**Task**
Extract from the listing below each line that contains the word "white", and copy each such line in full.

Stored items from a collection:
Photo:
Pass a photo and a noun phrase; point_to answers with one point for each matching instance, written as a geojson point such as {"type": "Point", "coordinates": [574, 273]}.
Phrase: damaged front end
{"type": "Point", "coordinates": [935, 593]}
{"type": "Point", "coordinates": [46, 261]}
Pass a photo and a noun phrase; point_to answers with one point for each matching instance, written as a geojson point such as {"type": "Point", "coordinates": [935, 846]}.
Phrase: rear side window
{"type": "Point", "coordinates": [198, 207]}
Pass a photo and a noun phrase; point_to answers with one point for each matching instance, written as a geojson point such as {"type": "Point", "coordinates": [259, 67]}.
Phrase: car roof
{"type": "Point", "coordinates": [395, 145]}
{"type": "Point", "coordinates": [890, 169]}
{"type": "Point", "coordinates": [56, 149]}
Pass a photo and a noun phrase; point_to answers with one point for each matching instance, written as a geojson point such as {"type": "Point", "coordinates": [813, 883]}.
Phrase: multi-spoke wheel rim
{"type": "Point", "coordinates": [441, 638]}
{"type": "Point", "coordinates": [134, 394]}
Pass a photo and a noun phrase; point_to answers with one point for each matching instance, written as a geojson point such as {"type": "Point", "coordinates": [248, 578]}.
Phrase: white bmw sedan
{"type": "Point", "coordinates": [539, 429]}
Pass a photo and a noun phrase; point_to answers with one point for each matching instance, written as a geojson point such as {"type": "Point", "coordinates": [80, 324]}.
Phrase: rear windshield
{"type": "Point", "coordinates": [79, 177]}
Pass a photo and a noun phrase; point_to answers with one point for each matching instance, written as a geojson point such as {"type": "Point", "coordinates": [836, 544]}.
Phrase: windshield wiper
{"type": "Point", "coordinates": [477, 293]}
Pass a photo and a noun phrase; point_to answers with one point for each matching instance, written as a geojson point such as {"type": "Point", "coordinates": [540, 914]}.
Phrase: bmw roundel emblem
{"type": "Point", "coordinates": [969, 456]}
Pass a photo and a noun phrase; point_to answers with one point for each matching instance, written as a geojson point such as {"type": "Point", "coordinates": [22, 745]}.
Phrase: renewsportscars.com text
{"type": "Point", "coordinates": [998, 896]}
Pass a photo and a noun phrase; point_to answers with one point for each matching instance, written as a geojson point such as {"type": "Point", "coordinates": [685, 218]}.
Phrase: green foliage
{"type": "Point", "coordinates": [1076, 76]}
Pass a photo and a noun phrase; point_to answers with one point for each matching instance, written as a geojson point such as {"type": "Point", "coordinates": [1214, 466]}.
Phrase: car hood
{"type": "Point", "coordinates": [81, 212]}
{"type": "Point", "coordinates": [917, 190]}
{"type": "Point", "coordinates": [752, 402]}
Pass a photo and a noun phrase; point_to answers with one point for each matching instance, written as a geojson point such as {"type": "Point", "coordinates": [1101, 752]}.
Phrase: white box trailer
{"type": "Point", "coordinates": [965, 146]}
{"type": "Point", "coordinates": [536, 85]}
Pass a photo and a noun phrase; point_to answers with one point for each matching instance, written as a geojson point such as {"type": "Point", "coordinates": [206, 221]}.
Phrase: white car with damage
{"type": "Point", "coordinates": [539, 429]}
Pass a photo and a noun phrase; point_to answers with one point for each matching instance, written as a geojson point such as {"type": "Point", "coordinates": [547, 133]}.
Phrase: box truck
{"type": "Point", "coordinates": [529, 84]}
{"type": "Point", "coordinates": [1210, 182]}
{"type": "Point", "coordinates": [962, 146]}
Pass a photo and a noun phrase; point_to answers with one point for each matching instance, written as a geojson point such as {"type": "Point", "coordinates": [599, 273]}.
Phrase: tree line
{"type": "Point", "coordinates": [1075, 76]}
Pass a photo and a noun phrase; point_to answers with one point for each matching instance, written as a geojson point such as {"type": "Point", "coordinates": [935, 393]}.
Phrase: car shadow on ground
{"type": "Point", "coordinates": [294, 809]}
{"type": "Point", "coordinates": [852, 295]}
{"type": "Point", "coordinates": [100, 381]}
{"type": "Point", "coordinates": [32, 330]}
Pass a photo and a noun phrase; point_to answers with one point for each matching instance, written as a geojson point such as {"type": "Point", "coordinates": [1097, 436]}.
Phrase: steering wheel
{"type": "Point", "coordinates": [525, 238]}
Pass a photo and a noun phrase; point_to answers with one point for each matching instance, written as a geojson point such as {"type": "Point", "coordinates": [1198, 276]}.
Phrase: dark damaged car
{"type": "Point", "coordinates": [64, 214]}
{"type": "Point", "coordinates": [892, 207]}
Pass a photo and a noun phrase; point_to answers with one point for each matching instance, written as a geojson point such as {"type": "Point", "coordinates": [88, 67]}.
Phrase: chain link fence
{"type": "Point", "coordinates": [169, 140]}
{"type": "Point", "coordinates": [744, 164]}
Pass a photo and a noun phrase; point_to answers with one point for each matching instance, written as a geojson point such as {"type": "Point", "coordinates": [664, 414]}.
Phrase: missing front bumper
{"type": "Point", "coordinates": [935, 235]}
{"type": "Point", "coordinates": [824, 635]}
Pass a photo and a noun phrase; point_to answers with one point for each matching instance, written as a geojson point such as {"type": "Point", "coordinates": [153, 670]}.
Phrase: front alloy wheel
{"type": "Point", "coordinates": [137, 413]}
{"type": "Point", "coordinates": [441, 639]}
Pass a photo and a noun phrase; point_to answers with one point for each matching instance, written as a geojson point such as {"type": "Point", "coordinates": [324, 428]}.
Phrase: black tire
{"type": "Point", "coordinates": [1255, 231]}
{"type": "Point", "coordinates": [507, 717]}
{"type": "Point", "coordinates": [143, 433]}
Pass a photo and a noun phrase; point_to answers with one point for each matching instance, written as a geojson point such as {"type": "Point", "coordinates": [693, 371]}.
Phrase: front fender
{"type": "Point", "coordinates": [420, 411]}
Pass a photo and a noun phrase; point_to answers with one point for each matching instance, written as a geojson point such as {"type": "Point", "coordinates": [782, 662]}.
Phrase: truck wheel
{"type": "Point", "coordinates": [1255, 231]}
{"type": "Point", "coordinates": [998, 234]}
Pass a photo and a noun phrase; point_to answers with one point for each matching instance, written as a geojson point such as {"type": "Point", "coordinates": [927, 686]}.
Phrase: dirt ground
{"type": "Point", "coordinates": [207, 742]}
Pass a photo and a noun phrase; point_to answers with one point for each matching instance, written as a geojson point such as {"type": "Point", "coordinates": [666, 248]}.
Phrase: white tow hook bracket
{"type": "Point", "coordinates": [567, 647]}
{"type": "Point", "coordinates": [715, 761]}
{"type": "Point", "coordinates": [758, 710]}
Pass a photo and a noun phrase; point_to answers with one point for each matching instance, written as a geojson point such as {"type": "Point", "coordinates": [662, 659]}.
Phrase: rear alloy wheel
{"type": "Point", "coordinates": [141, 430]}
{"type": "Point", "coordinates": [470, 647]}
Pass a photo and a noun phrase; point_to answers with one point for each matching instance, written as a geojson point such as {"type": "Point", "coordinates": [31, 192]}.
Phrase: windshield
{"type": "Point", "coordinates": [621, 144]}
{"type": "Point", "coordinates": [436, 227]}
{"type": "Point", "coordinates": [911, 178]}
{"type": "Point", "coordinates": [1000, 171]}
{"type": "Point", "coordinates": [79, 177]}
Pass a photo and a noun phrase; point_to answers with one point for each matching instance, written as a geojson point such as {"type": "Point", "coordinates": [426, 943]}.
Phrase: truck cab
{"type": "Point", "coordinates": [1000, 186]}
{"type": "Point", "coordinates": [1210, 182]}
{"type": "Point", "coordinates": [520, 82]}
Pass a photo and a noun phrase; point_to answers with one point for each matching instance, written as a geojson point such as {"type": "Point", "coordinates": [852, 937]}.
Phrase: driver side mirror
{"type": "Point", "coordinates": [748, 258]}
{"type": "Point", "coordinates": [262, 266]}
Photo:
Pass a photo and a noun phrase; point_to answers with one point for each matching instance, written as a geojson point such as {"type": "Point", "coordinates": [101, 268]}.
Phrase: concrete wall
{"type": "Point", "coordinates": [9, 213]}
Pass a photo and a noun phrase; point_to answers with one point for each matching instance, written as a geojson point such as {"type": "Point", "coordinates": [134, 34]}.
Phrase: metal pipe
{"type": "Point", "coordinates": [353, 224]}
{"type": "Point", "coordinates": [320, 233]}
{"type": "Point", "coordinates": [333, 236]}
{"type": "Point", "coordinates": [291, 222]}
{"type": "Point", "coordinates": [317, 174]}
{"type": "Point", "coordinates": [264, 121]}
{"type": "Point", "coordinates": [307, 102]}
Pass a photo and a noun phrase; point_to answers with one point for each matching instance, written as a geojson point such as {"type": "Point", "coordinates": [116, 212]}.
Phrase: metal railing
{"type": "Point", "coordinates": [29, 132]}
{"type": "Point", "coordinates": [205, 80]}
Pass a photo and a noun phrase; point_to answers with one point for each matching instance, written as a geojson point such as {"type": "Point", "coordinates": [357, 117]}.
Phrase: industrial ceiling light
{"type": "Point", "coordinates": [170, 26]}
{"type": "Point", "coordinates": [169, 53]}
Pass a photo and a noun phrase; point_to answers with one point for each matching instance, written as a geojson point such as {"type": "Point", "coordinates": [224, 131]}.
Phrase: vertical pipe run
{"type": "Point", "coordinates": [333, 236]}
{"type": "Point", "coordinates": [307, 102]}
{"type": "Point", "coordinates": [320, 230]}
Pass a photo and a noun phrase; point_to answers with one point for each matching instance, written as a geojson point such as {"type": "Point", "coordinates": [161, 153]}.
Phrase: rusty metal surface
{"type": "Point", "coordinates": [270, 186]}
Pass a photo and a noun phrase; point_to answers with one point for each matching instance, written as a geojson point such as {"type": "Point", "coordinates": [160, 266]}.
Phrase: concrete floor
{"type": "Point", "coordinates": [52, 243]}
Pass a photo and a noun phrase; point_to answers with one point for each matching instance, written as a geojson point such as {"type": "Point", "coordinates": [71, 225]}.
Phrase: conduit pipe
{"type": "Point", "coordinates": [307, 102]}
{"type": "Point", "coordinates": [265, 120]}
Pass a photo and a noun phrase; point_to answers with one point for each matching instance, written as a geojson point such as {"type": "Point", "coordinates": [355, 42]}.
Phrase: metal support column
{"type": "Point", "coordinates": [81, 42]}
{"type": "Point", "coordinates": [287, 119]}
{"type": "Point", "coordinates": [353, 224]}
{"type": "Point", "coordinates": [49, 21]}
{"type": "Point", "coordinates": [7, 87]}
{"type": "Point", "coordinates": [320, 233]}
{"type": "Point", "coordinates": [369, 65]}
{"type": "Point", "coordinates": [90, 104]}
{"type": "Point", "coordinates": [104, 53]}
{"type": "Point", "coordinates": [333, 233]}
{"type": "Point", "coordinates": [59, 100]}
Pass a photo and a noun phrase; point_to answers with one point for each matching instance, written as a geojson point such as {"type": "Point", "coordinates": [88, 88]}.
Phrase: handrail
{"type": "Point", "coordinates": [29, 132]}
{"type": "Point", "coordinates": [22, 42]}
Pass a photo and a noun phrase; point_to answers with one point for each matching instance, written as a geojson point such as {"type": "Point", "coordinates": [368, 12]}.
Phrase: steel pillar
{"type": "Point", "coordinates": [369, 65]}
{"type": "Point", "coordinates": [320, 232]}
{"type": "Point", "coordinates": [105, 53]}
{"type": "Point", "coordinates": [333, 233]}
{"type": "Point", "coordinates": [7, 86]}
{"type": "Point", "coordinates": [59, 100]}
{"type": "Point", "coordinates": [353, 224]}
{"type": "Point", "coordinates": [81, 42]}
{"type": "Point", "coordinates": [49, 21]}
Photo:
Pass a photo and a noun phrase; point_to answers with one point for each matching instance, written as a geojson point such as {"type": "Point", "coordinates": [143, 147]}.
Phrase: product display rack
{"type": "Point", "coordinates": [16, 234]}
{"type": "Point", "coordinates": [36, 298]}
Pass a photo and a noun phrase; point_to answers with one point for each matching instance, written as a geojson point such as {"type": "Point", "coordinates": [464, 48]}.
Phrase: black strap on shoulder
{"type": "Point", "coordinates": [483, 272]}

**Written response**
Phrase: white bmw sedan
Phrase: white box trailer
Phrase: white car with damage
Phrase: white tow hook bracket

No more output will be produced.